I knew the second that an image appeared on the screen that it was not good news. My husband had just gotten called into work so I was alone in the room with my doctor who had spent the past 2 years trying to get me pregnant. He squeezed my hand and said, “I’m so sorry.” Our baby, the product of years of infertility treatments and a very expensive IVF procedure, had stopped growing the week before. We had seen the heartbeat at 6 weeks and we were told there was a 95% chance of survival. We were just in that unlucky 5%.
The miscarriage I suffered was the single worst experience of my life so far. I was left empty, scared and uncertain as to whether I would ever become a mother.
1 in 4 women will suffer this type of loss in their lives. Unlike infertility, miscarriage and infant loss hit even the most fertile and thus unsuspecting among us. Chances are somebody you know has suffered or will suffer this type of loss and you will want to provide support. Here are some ways to comfort your friend.

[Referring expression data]
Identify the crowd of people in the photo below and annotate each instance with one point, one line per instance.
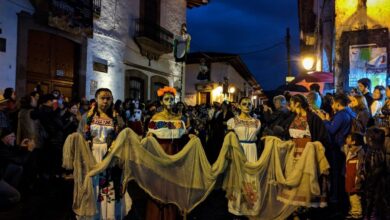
(354, 128)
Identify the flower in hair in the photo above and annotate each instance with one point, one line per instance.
(166, 89)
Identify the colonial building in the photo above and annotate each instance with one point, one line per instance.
(216, 77)
(79, 46)
(347, 37)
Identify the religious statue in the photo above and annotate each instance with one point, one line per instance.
(182, 44)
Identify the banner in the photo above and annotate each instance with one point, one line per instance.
(367, 61)
(74, 16)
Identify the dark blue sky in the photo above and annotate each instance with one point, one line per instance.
(238, 26)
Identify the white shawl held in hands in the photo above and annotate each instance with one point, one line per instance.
(186, 178)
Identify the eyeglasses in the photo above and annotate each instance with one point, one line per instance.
(247, 104)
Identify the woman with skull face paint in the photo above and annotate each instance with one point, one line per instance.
(100, 125)
(168, 129)
(247, 129)
(301, 127)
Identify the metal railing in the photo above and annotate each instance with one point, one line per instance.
(96, 7)
(151, 30)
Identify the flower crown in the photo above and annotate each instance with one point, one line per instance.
(166, 89)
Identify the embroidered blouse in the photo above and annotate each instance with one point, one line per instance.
(167, 129)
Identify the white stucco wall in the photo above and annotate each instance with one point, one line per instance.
(218, 72)
(114, 41)
(236, 79)
(9, 25)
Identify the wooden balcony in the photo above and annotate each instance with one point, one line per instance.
(152, 39)
(196, 3)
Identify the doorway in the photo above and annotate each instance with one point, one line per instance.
(204, 98)
(52, 62)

* Apply what you read:
1. According to the miscarriage text, how many women will suffer this type of loss in their lives?
2. Copy the part of the miscarriage text that opens with "1 in 4 women" and closes with "comfort your friend.", swapping "loss" for "grief" each time it appears.

* Written answers:
1. 1 in 4 women.

2.
1 in 4 women will suffer this type of grief in their lives. Unlike infertility, miscarriage and infant grief hit even the most fertile and thus unsuspecting among us. Chances are somebody you know has suffered or will suffer this type of grief and you will want to provide support. Here are some ways to comfort your friend.